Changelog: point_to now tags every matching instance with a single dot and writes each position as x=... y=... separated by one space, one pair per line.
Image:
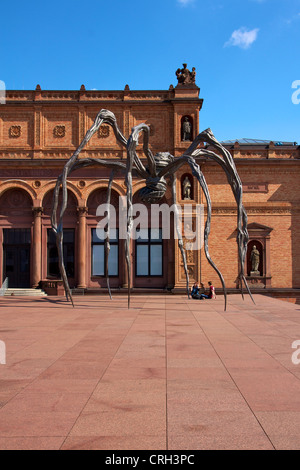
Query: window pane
x=98 y=235
x=142 y=235
x=156 y=234
x=98 y=260
x=113 y=261
x=156 y=260
x=142 y=262
x=68 y=236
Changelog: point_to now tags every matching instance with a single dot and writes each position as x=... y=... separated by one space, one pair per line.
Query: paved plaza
x=169 y=373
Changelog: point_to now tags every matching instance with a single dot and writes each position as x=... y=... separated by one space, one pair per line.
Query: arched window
x=187 y=130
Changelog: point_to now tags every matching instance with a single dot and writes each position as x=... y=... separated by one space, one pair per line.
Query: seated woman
x=212 y=293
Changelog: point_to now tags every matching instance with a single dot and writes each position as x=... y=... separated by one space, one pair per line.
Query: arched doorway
x=96 y=255
x=151 y=252
x=16 y=215
x=50 y=267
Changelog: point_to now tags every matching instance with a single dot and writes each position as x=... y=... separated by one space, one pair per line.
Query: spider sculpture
x=160 y=167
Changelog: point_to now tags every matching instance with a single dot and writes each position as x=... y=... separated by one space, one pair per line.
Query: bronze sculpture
x=160 y=167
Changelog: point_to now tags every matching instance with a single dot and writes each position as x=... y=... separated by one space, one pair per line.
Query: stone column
x=37 y=247
x=81 y=252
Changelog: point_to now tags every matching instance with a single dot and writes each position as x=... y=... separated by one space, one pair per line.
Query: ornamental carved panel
x=103 y=132
x=104 y=137
x=59 y=131
x=15 y=132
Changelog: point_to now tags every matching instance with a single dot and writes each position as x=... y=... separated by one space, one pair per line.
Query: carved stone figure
x=186 y=129
x=186 y=188
x=185 y=77
x=255 y=258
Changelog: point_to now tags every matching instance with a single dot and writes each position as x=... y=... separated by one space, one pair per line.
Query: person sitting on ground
x=202 y=292
x=212 y=293
x=195 y=291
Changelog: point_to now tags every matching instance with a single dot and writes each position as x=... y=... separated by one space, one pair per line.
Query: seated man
x=195 y=291
x=212 y=293
x=202 y=292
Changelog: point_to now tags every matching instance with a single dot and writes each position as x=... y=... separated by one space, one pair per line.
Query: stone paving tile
x=168 y=373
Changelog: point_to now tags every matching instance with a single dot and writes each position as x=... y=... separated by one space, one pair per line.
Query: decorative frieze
x=15 y=132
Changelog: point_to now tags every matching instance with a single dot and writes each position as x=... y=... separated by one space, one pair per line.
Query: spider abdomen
x=154 y=190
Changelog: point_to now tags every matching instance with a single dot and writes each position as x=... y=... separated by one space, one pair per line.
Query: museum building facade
x=40 y=130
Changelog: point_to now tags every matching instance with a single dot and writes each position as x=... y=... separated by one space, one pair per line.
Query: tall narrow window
x=68 y=251
x=98 y=253
x=149 y=253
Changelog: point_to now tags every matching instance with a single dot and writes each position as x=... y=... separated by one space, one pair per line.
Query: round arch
x=20 y=184
x=50 y=185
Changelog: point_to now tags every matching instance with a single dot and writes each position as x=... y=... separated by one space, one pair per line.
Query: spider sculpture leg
x=73 y=164
x=179 y=235
x=131 y=159
x=227 y=163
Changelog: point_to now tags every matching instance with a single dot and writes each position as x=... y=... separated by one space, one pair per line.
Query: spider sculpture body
x=159 y=169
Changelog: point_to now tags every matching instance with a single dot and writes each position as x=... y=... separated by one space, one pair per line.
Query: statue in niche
x=186 y=129
x=255 y=259
x=185 y=77
x=186 y=188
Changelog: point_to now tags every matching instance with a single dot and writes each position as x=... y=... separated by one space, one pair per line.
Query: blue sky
x=246 y=54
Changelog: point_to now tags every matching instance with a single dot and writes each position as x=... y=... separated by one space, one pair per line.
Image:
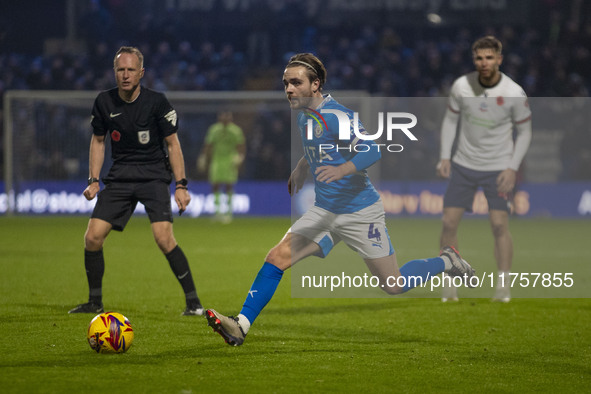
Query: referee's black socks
x=94 y=262
x=180 y=266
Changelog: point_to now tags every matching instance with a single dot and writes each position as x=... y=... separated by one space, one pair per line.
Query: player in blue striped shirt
x=347 y=206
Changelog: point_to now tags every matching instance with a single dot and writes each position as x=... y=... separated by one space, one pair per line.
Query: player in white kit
x=490 y=105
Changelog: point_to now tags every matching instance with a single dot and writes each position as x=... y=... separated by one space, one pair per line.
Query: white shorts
x=363 y=231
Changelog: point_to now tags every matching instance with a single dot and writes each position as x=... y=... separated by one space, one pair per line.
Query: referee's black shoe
x=89 y=307
x=193 y=310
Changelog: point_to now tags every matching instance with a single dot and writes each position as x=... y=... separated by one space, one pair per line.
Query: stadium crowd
x=554 y=61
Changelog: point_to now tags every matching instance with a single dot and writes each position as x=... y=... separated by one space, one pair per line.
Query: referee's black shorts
x=117 y=201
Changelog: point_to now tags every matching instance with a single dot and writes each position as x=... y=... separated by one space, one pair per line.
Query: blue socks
x=425 y=269
x=261 y=291
x=269 y=276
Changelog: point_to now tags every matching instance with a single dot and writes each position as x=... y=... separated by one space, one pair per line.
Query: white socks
x=244 y=323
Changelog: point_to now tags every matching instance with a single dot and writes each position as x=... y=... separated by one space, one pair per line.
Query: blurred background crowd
x=386 y=48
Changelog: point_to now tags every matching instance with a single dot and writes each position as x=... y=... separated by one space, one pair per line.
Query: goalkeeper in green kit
x=222 y=156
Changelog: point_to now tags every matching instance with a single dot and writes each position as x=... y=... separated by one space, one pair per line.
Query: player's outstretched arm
x=298 y=177
x=444 y=168
x=95 y=163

---

Leave the pictures aside and give the records above back word for word.

Changelog: point_to now tags every matching instance with a single dot and writes each position as x=... y=... separated by one space, one pair per line.
Image:
Query: window pane
x=98 y=235
x=142 y=235
x=156 y=234
x=98 y=260
x=113 y=261
x=156 y=260
x=142 y=262
x=68 y=236
Changelog: point_to now tags every matching instance with a single dot and writes each position as x=... y=... separated by one space, one pair per line.
Query: paved plaza
x=169 y=373
Changelog: point_to now tags every matching instance with a single dot and writes each position as x=... y=... separated by one space, one pair per line.
Query: arched window
x=187 y=130
Changelog: point_to now tags every matching instance with a single dot and writes each position as x=... y=... separated by one space, one pair per line.
Query: seated woman
x=212 y=293
Changelog: point_to now tags every matching instance with a single dot and writes each position as x=... y=... separated by one space, one pair per line.
Query: arched doorway
x=96 y=255
x=151 y=252
x=16 y=215
x=50 y=267
Changelog: point_to now tags every matching instance with a single dot and writes each position as x=... y=... separated by one space, one pair per line.
Query: spider sculpture
x=160 y=167
Changelog: point_to now tags every matching instance with a single dot and writes each position as x=... y=... separated by one space, one pair per line.
Query: bronze sculpture
x=160 y=167
Changelog: point_to now tags every matching instance with a single dot and writes each position as x=... y=... separated by one space, one pair per line.
Query: stone column
x=37 y=247
x=81 y=252
Changelog: point_to now tags every matching instance with a single dot and writes each position as x=... y=... separated by one space, one pair per line.
Query: ornamental carved panel
x=103 y=132
x=104 y=137
x=59 y=131
x=15 y=132
Changelog: point_to now tags every matching instance with a single dot and writes each position as x=... y=... separated by one space, one pair per line.
Query: carved stone figure
x=186 y=129
x=186 y=188
x=185 y=77
x=255 y=258
Changelog: point_to now tags every matching instance with a single dot and writes each position as x=... y=... separated by one space, one pair per line.
Query: person sitting on ground
x=202 y=292
x=212 y=293
x=195 y=291
Changelog: point_to now tags every matching instance with a single dot and writes each position as x=... y=... separated by one space, one pair per line.
Query: seated man
x=195 y=291
x=212 y=293
x=202 y=292
Changelog: point_to now tags every matching instance with a single dot and writes each position as x=... y=... separated by one space, one pair per line.
Query: stone paving tile
x=168 y=373
Changelog: point_to now tags every matching instance with a single dot and writes each position as x=... y=... separated by one space, one pair per line.
Query: decorative frieze
x=15 y=132
Changelog: point_to now tags every matching instance with a single dot and writes each position as x=... y=... separated by one space, one pair per line.
Query: spider abdomen
x=154 y=190
Changelog: point_to now tags every matching instance with a single dot and writes each position as x=... y=... separated by one space, one pair per line.
Query: museum building facade
x=40 y=130
Changelog: point_to now tags every matching instance with a single dot and writes each position as x=... y=... separated by one space, one pair per line.
Query: tall narrow window
x=68 y=251
x=98 y=253
x=149 y=253
Changelog: point_to now tags every matching instance with a single dot and writes each position as x=... y=... separated by one space, one pair per line.
Query: round arch
x=20 y=184
x=50 y=185
Changelog: point_to now tags every matching instance with a single dot and writes each position as x=... y=... separated by one space, one pair per line.
Query: spider sculpture leg
x=73 y=164
x=179 y=235
x=131 y=159
x=227 y=163
Changelog: point_to now tags every matching instance with a single dot and writes each position as x=... y=... separated by one space, one pair per line.
Query: spider sculpture body
x=159 y=169
Changelog: point_to now tags every matching instance with a single dot and writes each position as x=... y=... separated by one space, one pair per line.
Query: statue in niche
x=186 y=129
x=255 y=259
x=185 y=77
x=186 y=188
Changelog: point_to now tags every matching instance with a single dot and writes each position as x=... y=... separated by one space, one pair per line.
Query: blue sky
x=246 y=54
Changelog: point_to now tags every matching instance with a single dot and writes each position as x=... y=... separated by one space, one pair per line.
Image:
Query: referee's black socks
x=94 y=262
x=180 y=266
Changelog: point_to now tags every matching instance with a single dot and writes each position as x=... y=... separated by one space, one pair per line.
Query: player in blue striped shirt
x=347 y=206
Changelog: point_to now tags every matching instance with a single dot and writes each position as x=... y=... separated by one space, one pair per line.
Query: player in white kit
x=490 y=105
Changelog: point_to now tags every matching instance with a single dot and writes each position as x=... y=... separated by one space, one pair per line.
Query: white shorts
x=363 y=231
Changelog: point_to now tags every matching instance with a single dot and writes each position as x=... y=... separated by one space, one pair per line.
Query: referee's black shoe
x=89 y=307
x=193 y=310
Changelog: point_to now tags every matching instance with a single dot and writes each position as x=... y=... separated by one space, one pair per line.
Query: stadium crowd
x=554 y=61
Changelog: point_to now tags every matching instance with a single dot and writes each position as x=... y=... separated by one space, one pair per line.
Query: referee's black shorts
x=117 y=201
Changelog: point_to now tags every matching instance with a single dot and writes each position as x=... y=... separated by one space, one pair per line.
Query: blue socks
x=425 y=269
x=261 y=291
x=269 y=276
Changelog: point_to now tags every matching instance with a single dot and writes each position as x=... y=... separated by one space, one pair per line.
Query: white socks
x=244 y=323
Changelog: point_to now tags every matching instance with a single dot and writes each position as x=... y=... separated by one space, one pair per line.
Query: blurred background crowd
x=386 y=48
Changelog: point_to now tags every matching instance with a single dot and writes each position as x=... y=... separated by one space, one pair per line.
Query: goalkeeper in green kit
x=222 y=156
Changelog: point_to now tags every matching instance with a single dot and writes each position as x=... y=... separated by one space, one pair per line.
Query: player's outstretched arm
x=298 y=177
x=444 y=168
x=95 y=163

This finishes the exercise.